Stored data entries

__________

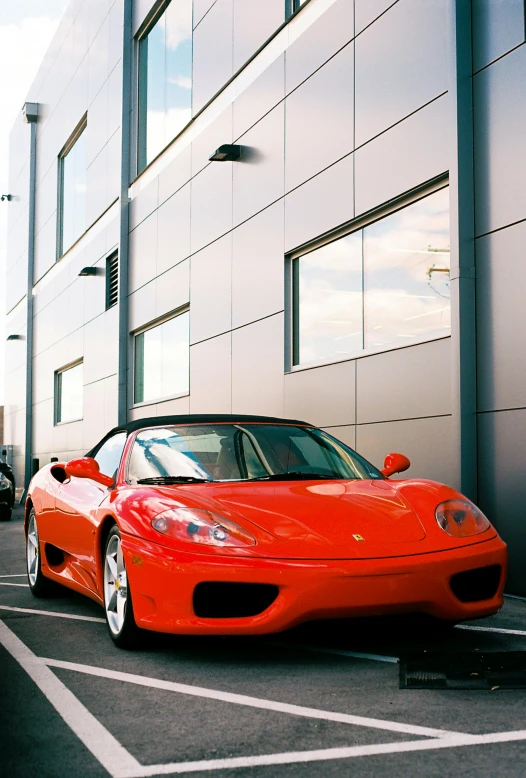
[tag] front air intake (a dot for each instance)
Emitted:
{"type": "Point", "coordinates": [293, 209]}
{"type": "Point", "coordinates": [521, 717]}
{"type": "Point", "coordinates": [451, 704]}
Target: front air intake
{"type": "Point", "coordinates": [221, 600]}
{"type": "Point", "coordinates": [476, 585]}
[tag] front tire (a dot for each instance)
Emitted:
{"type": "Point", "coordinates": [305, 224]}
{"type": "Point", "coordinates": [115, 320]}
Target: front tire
{"type": "Point", "coordinates": [118, 607]}
{"type": "Point", "coordinates": [39, 585]}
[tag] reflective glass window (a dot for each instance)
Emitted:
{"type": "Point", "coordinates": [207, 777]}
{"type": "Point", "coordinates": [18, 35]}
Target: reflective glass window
{"type": "Point", "coordinates": [385, 285]}
{"type": "Point", "coordinates": [109, 454]}
{"type": "Point", "coordinates": [162, 360]}
{"type": "Point", "coordinates": [72, 167]}
{"type": "Point", "coordinates": [69, 394]}
{"type": "Point", "coordinates": [165, 80]}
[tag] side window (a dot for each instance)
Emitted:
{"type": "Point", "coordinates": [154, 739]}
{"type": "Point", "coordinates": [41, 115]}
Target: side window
{"type": "Point", "coordinates": [109, 454]}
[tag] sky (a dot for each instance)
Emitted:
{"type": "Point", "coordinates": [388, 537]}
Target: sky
{"type": "Point", "coordinates": [26, 30]}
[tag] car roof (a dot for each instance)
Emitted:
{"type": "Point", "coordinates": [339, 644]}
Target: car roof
{"type": "Point", "coordinates": [193, 418]}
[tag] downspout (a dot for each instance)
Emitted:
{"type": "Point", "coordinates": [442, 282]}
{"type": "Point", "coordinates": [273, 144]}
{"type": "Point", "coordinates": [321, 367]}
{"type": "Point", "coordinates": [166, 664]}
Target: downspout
{"type": "Point", "coordinates": [463, 290]}
{"type": "Point", "coordinates": [30, 114]}
{"type": "Point", "coordinates": [124, 212]}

__________

• Set task:
Write each line of the material above as a string in a JSON list, one string per line, skipping blank lines and leaving out the picture line.

• Exercise result:
[
  "[tag] front air intake (a dot for each instance)",
  "Emitted:",
  "{\"type\": \"Point\", \"coordinates\": [293, 209]}",
  "{\"type\": \"Point\", \"coordinates\": [521, 717]}",
  "{\"type\": \"Point\", \"coordinates\": [451, 704]}",
  "Target: front air intake",
  "{\"type\": \"Point\", \"coordinates\": [221, 600]}",
  "{\"type\": \"Point\", \"coordinates\": [476, 585]}",
  "[tag] front tire (a dot for each instance)",
  "Emitted:",
  "{\"type\": \"Point\", \"coordinates\": [305, 224]}",
  "{\"type\": \"Point\", \"coordinates\": [115, 320]}",
  "Target: front tire",
  "{\"type\": \"Point\", \"coordinates\": [118, 607]}",
  "{\"type\": \"Point\", \"coordinates\": [39, 585]}",
  "[tag] reflective glass window (a dot for each instance)",
  "Emitted:",
  "{\"type\": \"Point\", \"coordinates\": [207, 777]}",
  "{\"type\": \"Point\", \"coordinates\": [18, 35]}",
  "Target: reflective glass window",
  "{\"type\": \"Point\", \"coordinates\": [385, 285]}",
  "{\"type\": \"Point\", \"coordinates\": [109, 454]}",
  "{\"type\": \"Point\", \"coordinates\": [162, 360]}",
  "{\"type\": \"Point\", \"coordinates\": [72, 167]}",
  "{\"type\": \"Point\", \"coordinates\": [69, 394]}",
  "{\"type\": \"Point\", \"coordinates\": [165, 80]}",
  "[tag] side window (a dot for each instance)",
  "Emitted:",
  "{\"type\": \"Point\", \"coordinates\": [154, 739]}",
  "{\"type\": \"Point\", \"coordinates\": [41, 115]}",
  "Target: side window",
  "{\"type\": \"Point\", \"coordinates\": [109, 454]}",
  "[tag] sky (a dot for each instance)",
  "Emitted:",
  "{\"type\": \"Point\", \"coordinates\": [388, 537]}",
  "Target: sky",
  "{\"type\": \"Point\", \"coordinates\": [26, 30]}",
  "[tag] car roof (a dot for each instance)",
  "Emitted:",
  "{\"type\": \"Point\", \"coordinates\": [339, 644]}",
  "Target: car roof",
  "{\"type\": \"Point\", \"coordinates\": [193, 418]}",
  "[tag] downspout (a dot for each instance)",
  "Emitted:",
  "{\"type\": \"Point\", \"coordinates\": [442, 282]}",
  "{\"type\": \"Point\", \"coordinates\": [273, 144]}",
  "{\"type\": \"Point\", \"coordinates\": [321, 367]}",
  "{\"type\": \"Point\", \"coordinates\": [166, 664]}",
  "Target: downspout",
  "{\"type\": \"Point\", \"coordinates\": [463, 290]}",
  "{\"type\": \"Point\", \"coordinates\": [30, 114]}",
  "{\"type\": \"Point\", \"coordinates\": [124, 212]}"
]